--- start Selected text ---

ENTRY

Bruce, Philip Alexander (1856–1933)

SUMMARY

Philip Alexander Bruce was a historian whose five-volume account of seventeenth-century Virginia history continues to be cited as an important work of scholarship. Born in Charlotte County into an accomplished family, Bruce studied law at the University of Virginia and at Harvard but found his calling in scholarship. He wrote briefly for the Richmond Times before joining the Virginia Historical Society and, in 1893, helping to found its quarterly journal, the Virginia Magazine of History and Biography. Her served as the magazine’s first editor from 1893 until 1898. Bruce’s own work often focused on social and economic history, seeking the origins of the New South while often marginalizing African Americans. His five volumes on seventeenth-century Virginia, published between 1896 and 1910, included two on economic history, one on social life, and two on institutions such as the church, the courts, and the General Assembly. Bruce also served as the University of Virginia’s centennial historian, writing a five-volume history of the school’s founding and first hundred years. He died in 1933 at his home in Charlottesville.

--- end Selected text ---

**Required actions:**
A. Decide whether each statement agrees with the entry on Philip Alexander Bruce, answering yes or no and quoting the deciding words of the entry: (i) Bruce studied law at Harvard. (ii) Bruce's volumes on seventeenth-century Virginia were published after 1915. (iii) Bruce died at his home in Richmond.
B. Carry on the entry on Philip Alexander Bruce past its final sentence.
The material has no connection to the entry on Philip Alexander Bruce.

--- start Information provided ---

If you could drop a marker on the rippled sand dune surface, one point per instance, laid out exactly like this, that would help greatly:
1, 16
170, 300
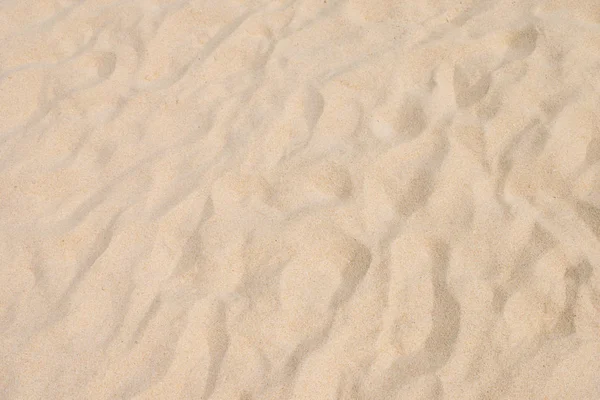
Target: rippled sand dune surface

--- end Information provided ---

**Answers provided:**
A.
(i) Yes: "Bruce studied law at the University of Virginia and at Harvard"
(ii) No: "published between 1896 and 1910"
(iii) No: "He died in 1933 at his home in Charlottesville."

B.
Early Years

Staunton Hill and Its Original Owners

  • Charles Bruce
    Charles Bruce

    Charles Bruce, a wealthy planter who built Staunton Hill in Charlotte County, is the subject of this miniature watercolor portrait painted about 1850 by George Lethbridge Saunders. This is one of two portraits--the other image depicts Bruce's wife, Sarah Alexander Seddon Bruce—that were probably displayed in a double frame that is now separated.

  • Sarah Alexander Seddon Bruce
    Sarah Alexander Seddon Bruce

    Sarah Alexander Seddon Bruce, the wife of the wealthy Charlotte County planter Charles Bruce, is the subject of this miniature watercolor portrait painted about 1850 by George Lethbridge Saunders. This is one of two portraits—the other image depicts her husband—that were probably displayed in a double frame that is now separated. Sarah Bruce was the sister of James A. Seddon, who served as the Confederate secretary of war. During his career, the English-born Saunders painted a number of wealthy southern planter families, as well as Jefferson Davis, the future president of the Confederacy, and Jubal Early, who went on to beome a Confederate general.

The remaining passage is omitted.